**Written request**
Count the lines in the records below that contain the string "green", treating uppercase and lowercase as different, and give only the number.

**Information supplied**
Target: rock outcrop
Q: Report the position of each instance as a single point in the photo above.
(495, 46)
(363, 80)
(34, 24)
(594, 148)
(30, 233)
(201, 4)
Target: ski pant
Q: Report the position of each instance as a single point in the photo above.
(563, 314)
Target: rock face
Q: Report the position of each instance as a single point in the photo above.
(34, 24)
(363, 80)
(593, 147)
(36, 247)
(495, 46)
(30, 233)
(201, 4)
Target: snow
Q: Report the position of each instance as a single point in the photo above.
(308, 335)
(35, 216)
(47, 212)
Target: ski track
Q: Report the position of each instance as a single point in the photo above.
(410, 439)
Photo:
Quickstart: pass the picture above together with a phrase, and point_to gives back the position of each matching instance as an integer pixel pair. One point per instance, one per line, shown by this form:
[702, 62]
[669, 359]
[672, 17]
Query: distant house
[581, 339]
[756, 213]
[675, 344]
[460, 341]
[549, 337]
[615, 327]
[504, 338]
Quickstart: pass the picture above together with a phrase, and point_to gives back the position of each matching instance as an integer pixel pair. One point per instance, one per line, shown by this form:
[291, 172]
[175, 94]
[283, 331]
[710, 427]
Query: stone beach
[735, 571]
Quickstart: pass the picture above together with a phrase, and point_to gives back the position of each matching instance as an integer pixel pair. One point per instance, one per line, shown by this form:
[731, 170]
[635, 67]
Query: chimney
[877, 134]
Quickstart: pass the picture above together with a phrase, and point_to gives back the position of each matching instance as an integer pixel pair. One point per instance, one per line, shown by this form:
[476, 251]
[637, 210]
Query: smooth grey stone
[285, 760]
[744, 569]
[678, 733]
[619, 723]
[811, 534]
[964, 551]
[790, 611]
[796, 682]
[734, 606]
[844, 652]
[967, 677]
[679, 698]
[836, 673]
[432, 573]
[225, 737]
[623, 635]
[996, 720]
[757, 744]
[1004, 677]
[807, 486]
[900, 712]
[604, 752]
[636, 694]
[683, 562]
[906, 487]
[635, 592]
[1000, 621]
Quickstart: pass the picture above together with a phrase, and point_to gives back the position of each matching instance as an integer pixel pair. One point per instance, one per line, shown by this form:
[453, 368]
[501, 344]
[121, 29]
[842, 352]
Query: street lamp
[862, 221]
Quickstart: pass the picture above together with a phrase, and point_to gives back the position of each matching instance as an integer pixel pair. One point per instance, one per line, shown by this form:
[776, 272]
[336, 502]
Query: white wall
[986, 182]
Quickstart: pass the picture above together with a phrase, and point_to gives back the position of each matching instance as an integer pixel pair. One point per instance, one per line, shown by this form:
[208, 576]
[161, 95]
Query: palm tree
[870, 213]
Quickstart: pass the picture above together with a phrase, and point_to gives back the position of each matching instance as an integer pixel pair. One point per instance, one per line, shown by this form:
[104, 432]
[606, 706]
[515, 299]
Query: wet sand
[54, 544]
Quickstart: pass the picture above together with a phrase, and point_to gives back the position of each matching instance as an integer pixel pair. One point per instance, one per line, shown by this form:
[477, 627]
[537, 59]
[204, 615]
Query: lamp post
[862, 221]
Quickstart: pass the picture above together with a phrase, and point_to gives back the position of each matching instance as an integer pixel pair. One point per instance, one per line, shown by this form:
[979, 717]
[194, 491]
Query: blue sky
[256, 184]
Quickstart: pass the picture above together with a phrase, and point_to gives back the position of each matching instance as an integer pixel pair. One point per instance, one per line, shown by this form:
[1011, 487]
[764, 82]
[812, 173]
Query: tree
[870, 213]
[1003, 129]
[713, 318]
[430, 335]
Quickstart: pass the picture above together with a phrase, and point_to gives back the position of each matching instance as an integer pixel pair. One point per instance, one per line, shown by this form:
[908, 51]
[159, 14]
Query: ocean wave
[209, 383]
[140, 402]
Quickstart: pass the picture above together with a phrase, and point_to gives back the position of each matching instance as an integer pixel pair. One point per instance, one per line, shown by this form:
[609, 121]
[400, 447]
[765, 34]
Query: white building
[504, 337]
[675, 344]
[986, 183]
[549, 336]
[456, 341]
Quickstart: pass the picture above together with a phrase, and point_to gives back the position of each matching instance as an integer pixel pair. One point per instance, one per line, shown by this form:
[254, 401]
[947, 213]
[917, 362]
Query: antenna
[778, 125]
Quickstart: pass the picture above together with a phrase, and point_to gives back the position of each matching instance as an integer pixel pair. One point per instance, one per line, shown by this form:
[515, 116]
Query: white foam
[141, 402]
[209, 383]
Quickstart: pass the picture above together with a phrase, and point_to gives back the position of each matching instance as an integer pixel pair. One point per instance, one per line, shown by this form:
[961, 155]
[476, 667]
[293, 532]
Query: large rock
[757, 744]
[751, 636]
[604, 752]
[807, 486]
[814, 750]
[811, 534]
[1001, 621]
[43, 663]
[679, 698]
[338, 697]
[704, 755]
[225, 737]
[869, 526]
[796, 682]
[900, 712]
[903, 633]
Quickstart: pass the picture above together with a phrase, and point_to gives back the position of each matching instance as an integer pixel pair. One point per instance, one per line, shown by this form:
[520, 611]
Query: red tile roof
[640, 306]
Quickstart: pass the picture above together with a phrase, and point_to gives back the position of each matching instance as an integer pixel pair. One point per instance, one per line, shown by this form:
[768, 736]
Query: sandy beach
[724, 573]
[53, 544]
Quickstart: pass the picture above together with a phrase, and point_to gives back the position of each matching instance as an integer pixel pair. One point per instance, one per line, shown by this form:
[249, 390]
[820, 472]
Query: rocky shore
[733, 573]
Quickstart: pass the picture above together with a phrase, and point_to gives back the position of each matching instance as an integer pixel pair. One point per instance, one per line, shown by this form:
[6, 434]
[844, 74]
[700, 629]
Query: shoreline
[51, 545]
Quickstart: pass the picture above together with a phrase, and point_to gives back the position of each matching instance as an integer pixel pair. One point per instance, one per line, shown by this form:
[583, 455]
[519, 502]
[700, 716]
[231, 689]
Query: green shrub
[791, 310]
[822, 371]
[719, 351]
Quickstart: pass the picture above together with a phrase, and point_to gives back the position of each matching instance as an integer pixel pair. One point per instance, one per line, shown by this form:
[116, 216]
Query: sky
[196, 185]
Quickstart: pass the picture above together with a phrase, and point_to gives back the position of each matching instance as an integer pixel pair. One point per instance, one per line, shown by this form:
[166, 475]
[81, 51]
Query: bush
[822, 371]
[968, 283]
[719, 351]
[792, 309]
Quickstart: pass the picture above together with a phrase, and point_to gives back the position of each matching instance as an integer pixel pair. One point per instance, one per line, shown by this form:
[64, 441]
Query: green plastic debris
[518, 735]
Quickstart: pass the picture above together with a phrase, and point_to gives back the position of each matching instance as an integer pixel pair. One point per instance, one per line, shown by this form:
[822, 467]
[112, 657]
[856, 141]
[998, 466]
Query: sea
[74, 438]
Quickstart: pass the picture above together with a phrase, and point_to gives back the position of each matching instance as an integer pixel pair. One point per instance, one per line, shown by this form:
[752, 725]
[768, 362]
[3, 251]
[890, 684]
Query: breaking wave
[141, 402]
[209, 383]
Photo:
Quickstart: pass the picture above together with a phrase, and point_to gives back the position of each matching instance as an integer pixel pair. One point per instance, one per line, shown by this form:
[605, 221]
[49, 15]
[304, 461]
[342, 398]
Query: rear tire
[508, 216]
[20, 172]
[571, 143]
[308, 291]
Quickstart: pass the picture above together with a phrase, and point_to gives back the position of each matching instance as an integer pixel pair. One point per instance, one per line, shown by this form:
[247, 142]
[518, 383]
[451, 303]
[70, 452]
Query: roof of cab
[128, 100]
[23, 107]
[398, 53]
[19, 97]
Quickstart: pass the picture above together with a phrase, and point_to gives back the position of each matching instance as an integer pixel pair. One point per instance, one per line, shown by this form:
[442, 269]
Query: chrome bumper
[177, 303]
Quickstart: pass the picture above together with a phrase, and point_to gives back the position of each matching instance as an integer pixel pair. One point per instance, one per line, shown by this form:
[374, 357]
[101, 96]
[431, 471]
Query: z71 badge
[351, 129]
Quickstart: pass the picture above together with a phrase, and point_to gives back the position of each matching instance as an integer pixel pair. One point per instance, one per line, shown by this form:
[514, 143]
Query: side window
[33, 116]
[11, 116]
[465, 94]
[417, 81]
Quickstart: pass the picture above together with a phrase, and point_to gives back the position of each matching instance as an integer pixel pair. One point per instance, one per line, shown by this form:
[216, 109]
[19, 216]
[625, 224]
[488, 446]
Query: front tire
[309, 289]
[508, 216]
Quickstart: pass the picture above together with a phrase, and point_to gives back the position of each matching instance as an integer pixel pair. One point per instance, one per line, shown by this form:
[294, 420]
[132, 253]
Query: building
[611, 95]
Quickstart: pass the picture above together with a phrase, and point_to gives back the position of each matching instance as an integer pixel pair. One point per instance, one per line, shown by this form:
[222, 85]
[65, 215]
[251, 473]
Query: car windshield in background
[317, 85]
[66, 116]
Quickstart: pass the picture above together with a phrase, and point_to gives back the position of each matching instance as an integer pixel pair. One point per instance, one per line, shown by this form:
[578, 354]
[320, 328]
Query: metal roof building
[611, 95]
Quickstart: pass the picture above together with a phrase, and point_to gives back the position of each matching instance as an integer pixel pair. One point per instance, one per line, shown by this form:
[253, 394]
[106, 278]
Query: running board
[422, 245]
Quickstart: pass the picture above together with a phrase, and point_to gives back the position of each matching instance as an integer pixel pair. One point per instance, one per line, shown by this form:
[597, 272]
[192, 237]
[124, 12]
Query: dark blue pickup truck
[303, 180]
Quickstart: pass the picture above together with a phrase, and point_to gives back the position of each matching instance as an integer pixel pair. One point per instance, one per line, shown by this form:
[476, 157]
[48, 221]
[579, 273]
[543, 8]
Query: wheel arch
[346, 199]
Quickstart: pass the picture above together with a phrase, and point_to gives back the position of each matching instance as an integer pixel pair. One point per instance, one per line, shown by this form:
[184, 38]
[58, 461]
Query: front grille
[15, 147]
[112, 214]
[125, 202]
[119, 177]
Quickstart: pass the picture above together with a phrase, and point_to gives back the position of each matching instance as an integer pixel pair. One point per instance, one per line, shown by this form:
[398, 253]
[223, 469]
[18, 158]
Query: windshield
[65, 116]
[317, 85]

**Completed task**
2